Reproduce the lines of the listing below character for character, beginning with the line that contains "Target: stainless steel oven front" and continuing up to and including the last line of the listing.

A run of records
====
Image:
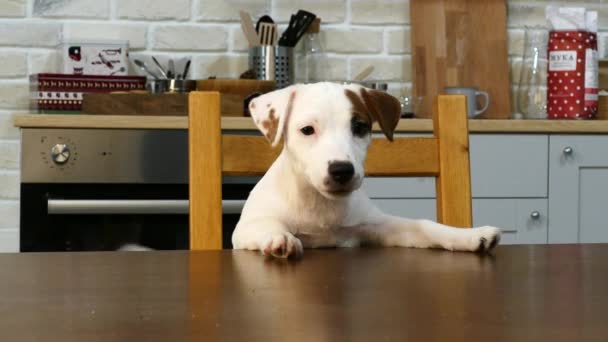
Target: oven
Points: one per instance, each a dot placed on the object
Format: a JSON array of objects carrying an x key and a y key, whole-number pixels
[{"x": 101, "y": 189}]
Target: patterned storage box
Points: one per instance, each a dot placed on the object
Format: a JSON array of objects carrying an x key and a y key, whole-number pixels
[{"x": 62, "y": 93}]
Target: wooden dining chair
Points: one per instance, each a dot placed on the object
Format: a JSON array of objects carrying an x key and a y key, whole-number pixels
[{"x": 212, "y": 155}]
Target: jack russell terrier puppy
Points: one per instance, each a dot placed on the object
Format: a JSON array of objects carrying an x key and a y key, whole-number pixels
[{"x": 311, "y": 197}]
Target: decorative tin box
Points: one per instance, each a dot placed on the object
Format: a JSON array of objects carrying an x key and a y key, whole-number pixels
[
  {"x": 63, "y": 93},
  {"x": 95, "y": 58}
]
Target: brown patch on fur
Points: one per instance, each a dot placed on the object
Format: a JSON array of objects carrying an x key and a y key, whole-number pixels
[
  {"x": 288, "y": 111},
  {"x": 271, "y": 125},
  {"x": 359, "y": 109},
  {"x": 383, "y": 108}
]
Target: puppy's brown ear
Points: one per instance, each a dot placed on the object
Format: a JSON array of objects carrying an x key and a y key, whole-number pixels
[
  {"x": 270, "y": 112},
  {"x": 383, "y": 108}
]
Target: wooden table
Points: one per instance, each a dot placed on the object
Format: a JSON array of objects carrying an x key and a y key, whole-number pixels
[{"x": 544, "y": 293}]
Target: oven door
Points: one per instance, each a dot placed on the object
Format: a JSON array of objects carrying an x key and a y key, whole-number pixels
[{"x": 99, "y": 217}]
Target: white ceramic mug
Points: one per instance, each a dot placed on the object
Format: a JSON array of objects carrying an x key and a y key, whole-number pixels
[{"x": 471, "y": 94}]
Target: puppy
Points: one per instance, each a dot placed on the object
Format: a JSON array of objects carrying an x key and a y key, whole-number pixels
[{"x": 311, "y": 197}]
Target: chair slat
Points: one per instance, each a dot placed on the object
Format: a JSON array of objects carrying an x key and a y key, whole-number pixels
[{"x": 252, "y": 156}]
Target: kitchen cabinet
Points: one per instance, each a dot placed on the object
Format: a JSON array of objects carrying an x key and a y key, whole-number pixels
[
  {"x": 578, "y": 188},
  {"x": 509, "y": 186}
]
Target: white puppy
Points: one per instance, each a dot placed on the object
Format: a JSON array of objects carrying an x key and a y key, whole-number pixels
[{"x": 311, "y": 196}]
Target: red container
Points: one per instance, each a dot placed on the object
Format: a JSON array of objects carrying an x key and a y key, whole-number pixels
[
  {"x": 53, "y": 93},
  {"x": 572, "y": 77}
]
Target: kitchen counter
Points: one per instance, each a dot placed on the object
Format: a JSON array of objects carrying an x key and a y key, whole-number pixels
[{"x": 237, "y": 123}]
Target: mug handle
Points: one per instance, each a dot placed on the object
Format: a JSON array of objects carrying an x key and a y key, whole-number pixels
[{"x": 477, "y": 93}]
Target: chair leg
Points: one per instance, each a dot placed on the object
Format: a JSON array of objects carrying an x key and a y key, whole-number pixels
[
  {"x": 205, "y": 170},
  {"x": 454, "y": 181}
]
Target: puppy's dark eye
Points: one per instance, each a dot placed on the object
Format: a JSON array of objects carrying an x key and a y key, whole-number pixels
[
  {"x": 308, "y": 130},
  {"x": 360, "y": 128}
]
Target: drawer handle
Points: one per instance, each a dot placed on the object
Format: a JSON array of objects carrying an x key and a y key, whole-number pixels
[{"x": 535, "y": 215}]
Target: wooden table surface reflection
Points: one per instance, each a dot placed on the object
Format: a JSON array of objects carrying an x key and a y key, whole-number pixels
[{"x": 543, "y": 293}]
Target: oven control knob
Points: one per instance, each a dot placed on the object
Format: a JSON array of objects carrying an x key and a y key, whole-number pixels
[{"x": 60, "y": 153}]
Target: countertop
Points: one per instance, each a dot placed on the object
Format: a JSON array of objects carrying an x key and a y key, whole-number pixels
[
  {"x": 542, "y": 292},
  {"x": 244, "y": 123}
]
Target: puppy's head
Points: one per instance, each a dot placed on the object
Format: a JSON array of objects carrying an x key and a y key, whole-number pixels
[{"x": 326, "y": 129}]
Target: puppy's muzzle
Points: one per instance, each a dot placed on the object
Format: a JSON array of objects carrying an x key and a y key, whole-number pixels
[{"x": 341, "y": 172}]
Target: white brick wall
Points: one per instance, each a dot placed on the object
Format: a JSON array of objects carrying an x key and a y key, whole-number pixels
[{"x": 356, "y": 33}]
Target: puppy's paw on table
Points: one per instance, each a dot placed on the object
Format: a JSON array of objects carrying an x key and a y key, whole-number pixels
[
  {"x": 486, "y": 238},
  {"x": 283, "y": 245}
]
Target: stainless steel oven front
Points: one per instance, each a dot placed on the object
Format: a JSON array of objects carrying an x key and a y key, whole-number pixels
[{"x": 99, "y": 189}]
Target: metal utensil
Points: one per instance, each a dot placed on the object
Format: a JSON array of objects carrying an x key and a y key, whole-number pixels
[
  {"x": 248, "y": 29},
  {"x": 145, "y": 68},
  {"x": 159, "y": 67},
  {"x": 171, "y": 67},
  {"x": 364, "y": 74},
  {"x": 268, "y": 33},
  {"x": 105, "y": 61},
  {"x": 298, "y": 24},
  {"x": 186, "y": 69},
  {"x": 263, "y": 19},
  {"x": 122, "y": 69}
]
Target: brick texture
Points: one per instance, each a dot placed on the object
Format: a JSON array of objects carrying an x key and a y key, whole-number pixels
====
(Written answer):
Target: stainless steel oven front
Points: one per instance, each a dot placed on the object
Format: a JSON array of objects carrying an x key and a y key, whole-number pixels
[{"x": 99, "y": 189}]
Target: metal utensil
Points: one per instance, each a dot placed on the object
Format: a JSON array of objects carrying an x key and a y key, whole-number pixels
[
  {"x": 248, "y": 29},
  {"x": 145, "y": 68},
  {"x": 159, "y": 67},
  {"x": 171, "y": 67},
  {"x": 364, "y": 74},
  {"x": 268, "y": 33},
  {"x": 105, "y": 61},
  {"x": 298, "y": 24},
  {"x": 186, "y": 69},
  {"x": 263, "y": 19},
  {"x": 122, "y": 69}
]
Target: brick texture
Points: one per instance, each a dot placed on the object
Format: a JSON array of objects carrying an x key and a y key, whole-number pixels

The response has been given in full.